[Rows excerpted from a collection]
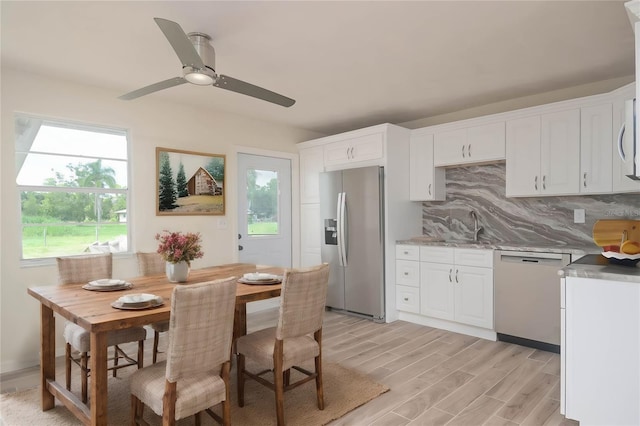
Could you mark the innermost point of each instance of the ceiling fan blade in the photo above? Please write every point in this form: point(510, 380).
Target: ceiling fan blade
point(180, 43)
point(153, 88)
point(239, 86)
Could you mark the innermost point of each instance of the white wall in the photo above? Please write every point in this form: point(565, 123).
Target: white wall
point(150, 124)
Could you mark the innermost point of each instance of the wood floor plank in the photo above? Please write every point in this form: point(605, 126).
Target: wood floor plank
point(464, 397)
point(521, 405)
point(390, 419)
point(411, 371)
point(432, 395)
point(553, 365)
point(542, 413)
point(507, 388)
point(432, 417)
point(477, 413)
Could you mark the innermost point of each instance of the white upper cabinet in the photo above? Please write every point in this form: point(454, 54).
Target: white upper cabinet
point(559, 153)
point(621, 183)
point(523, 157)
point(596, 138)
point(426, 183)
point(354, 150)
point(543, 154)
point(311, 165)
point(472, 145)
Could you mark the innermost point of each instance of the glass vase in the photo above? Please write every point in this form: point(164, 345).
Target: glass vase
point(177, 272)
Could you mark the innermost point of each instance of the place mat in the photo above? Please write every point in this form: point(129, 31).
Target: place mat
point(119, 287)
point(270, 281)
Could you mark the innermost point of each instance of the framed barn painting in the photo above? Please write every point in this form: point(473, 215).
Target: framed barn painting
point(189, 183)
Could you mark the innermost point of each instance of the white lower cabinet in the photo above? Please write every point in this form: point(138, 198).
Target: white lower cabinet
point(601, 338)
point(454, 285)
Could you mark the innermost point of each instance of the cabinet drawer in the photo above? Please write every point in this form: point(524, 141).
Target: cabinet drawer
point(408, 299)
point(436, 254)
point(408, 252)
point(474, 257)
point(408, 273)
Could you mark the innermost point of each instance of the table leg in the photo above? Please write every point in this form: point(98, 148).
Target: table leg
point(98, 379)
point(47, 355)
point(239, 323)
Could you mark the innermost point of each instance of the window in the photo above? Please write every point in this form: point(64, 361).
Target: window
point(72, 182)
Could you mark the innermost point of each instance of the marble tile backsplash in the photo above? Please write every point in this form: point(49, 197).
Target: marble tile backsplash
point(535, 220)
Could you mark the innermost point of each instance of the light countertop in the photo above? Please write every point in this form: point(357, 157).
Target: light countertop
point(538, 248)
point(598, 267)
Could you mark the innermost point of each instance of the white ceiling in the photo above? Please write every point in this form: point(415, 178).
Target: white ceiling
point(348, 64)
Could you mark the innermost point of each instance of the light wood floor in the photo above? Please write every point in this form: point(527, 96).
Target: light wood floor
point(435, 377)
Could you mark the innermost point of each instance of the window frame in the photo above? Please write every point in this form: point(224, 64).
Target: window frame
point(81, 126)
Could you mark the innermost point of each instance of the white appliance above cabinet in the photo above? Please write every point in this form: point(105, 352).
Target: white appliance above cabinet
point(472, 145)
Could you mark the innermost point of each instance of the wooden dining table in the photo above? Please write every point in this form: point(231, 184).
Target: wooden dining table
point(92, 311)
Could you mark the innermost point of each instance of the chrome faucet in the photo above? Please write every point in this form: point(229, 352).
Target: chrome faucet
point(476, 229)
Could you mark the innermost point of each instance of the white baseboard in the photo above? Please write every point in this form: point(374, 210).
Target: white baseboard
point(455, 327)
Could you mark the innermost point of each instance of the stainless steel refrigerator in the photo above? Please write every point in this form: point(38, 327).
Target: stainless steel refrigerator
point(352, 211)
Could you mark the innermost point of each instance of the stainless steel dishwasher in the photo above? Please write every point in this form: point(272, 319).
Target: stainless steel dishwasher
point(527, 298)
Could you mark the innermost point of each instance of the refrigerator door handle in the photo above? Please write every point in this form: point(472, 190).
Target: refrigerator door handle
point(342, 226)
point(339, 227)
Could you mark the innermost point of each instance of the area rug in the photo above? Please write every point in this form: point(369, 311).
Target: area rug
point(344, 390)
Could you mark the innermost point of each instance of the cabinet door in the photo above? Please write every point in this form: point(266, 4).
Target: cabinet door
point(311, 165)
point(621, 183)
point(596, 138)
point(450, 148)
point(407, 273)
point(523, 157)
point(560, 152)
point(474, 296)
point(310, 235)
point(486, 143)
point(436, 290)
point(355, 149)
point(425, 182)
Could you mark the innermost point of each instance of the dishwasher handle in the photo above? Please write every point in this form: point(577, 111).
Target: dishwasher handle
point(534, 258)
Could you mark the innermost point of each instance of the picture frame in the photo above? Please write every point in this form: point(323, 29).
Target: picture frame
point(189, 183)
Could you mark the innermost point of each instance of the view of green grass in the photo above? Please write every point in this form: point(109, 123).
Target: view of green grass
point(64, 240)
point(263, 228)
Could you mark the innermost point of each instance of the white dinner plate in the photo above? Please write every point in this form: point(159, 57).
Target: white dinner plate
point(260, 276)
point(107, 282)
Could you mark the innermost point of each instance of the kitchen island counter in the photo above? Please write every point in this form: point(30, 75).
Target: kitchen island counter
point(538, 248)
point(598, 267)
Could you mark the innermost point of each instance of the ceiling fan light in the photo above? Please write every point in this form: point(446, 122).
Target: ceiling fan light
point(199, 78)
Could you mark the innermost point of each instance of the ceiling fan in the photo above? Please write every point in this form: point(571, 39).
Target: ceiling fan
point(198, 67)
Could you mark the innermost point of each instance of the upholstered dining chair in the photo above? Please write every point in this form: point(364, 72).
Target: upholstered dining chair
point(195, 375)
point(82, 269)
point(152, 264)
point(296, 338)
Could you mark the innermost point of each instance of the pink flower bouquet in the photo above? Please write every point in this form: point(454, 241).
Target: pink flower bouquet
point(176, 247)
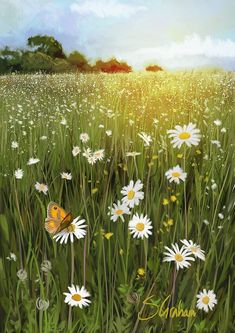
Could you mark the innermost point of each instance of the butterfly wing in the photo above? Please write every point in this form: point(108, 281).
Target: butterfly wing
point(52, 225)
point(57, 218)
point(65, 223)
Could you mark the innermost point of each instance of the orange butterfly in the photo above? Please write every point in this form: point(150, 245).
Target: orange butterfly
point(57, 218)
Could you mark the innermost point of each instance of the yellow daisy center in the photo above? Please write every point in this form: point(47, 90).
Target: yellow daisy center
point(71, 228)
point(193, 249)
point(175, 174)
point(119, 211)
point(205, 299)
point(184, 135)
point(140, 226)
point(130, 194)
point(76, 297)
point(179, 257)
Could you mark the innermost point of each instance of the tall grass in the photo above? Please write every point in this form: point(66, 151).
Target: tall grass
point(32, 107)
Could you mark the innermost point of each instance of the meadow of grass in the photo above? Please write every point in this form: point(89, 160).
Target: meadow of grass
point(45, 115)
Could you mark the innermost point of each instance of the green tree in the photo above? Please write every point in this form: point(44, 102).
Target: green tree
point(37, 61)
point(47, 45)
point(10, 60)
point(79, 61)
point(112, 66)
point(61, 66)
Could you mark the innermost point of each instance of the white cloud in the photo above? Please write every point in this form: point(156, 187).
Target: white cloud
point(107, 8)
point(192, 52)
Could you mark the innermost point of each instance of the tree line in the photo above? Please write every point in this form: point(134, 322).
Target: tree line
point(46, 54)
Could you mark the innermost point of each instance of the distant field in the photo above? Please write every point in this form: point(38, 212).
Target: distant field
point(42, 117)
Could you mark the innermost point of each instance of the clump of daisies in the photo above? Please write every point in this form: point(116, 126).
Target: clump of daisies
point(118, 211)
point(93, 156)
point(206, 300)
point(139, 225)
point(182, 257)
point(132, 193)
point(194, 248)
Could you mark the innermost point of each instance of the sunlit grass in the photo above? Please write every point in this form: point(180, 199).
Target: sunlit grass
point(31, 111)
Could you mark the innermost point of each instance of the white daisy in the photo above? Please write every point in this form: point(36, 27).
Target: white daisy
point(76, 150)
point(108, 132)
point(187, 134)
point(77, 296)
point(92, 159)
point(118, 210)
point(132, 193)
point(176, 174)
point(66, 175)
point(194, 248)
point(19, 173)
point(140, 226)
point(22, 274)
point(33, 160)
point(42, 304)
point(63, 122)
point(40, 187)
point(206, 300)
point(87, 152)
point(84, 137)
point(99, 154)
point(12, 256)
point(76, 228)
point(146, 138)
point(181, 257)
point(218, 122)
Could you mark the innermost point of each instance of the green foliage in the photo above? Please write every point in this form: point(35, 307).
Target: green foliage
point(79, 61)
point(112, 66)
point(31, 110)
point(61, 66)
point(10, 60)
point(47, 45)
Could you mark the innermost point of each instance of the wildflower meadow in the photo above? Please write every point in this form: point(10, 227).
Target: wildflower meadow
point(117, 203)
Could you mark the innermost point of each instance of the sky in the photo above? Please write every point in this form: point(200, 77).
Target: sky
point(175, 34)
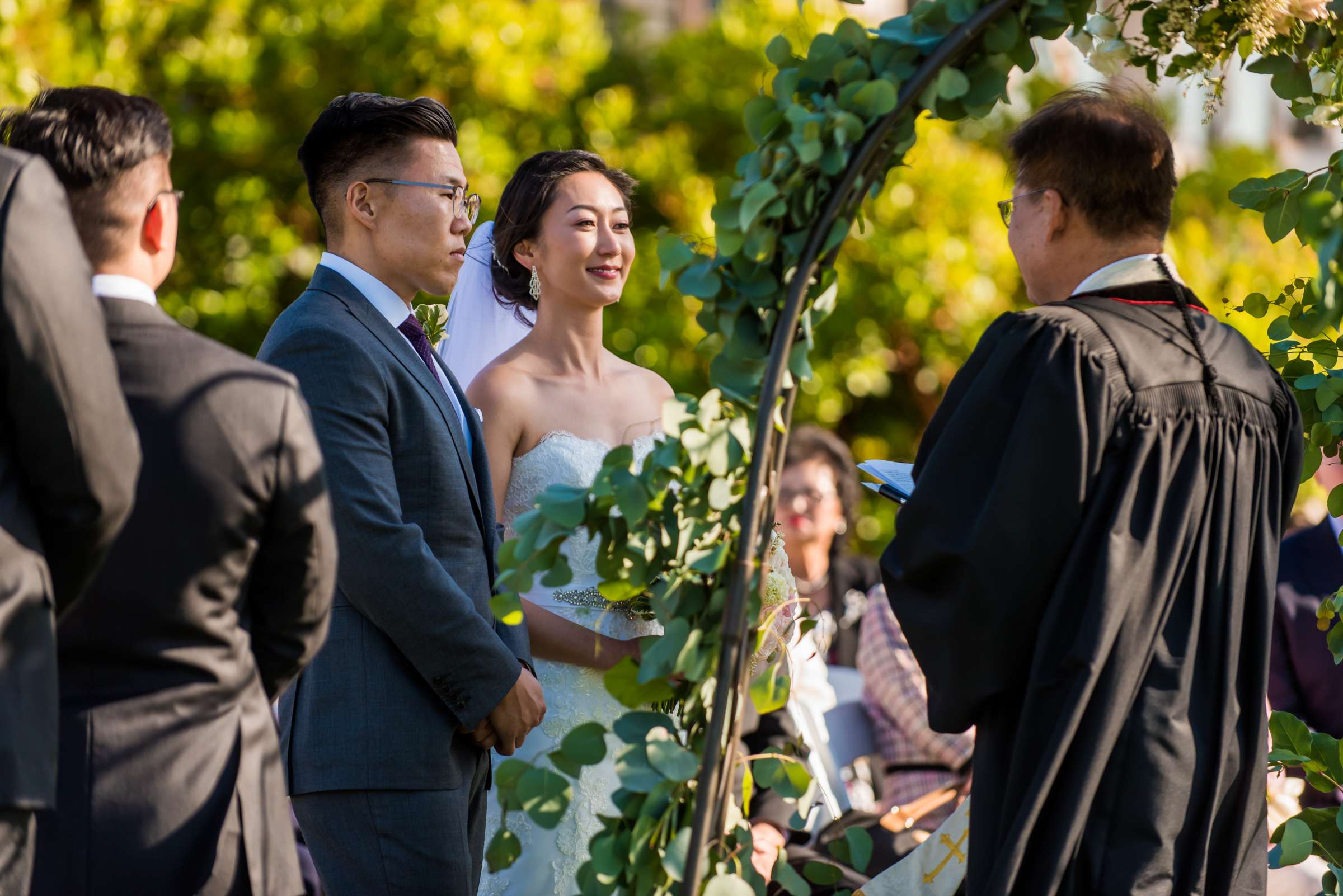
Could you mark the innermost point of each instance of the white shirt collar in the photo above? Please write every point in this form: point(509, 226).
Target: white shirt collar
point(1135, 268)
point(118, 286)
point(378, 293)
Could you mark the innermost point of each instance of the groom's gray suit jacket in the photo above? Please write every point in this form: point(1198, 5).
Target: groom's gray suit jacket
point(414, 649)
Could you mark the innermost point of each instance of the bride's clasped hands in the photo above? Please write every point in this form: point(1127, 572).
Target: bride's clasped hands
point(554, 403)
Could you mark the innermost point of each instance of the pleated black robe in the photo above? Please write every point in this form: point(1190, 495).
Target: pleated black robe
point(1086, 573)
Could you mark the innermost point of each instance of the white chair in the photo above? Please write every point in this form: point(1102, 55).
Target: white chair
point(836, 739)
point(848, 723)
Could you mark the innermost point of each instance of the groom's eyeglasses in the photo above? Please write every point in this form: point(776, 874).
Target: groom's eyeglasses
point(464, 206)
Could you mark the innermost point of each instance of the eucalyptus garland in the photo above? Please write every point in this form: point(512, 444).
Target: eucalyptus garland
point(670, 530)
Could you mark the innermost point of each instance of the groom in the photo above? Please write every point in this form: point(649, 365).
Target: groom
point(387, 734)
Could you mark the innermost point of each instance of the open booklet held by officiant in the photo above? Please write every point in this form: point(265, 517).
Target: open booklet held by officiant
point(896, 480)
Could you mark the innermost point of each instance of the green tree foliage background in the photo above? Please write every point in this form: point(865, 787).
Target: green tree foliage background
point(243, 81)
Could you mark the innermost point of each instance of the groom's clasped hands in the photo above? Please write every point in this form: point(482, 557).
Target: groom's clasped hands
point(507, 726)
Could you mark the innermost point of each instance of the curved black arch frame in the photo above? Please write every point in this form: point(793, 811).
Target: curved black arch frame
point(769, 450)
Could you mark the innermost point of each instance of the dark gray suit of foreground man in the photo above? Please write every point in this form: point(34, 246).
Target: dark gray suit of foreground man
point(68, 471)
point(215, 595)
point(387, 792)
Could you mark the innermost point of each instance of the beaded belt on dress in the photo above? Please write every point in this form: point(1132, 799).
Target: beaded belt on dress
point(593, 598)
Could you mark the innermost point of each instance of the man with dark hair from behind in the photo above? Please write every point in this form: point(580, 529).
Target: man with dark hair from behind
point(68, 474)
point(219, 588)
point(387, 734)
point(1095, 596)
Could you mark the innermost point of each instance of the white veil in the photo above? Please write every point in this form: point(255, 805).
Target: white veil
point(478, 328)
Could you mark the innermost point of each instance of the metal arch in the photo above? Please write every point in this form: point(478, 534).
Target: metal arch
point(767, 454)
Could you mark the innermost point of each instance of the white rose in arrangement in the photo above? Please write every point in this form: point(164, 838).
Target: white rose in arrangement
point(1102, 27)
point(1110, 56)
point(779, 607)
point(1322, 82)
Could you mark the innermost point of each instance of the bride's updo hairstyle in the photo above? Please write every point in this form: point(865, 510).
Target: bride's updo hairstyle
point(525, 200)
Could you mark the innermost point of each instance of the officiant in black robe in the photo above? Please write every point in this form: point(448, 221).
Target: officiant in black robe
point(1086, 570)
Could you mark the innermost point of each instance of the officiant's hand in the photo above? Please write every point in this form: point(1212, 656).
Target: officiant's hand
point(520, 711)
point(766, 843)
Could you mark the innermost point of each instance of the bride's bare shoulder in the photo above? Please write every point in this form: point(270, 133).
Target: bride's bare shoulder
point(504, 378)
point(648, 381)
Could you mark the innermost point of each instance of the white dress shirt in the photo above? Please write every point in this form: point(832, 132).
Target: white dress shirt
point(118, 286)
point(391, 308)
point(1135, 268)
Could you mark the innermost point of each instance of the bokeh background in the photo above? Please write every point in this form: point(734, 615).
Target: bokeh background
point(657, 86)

*What you should do*: Echo the rows word for word, starting at the beginning and ending with the line that contains "point(150, 124)", both ends included. Leave the pictures out of your answer.

*Worked answer*:
Could you mark the innermost point of each instance of the ceiling fan blade in the photo above? Please write every point in this form: point(510, 380).
Target: ceiling fan blade
point(180, 43)
point(153, 88)
point(239, 86)
Could you mark the innermost point of each instance of the white wall in the photo above? Please write every point in this form: point(565, 123).
Target: white wall
point(150, 124)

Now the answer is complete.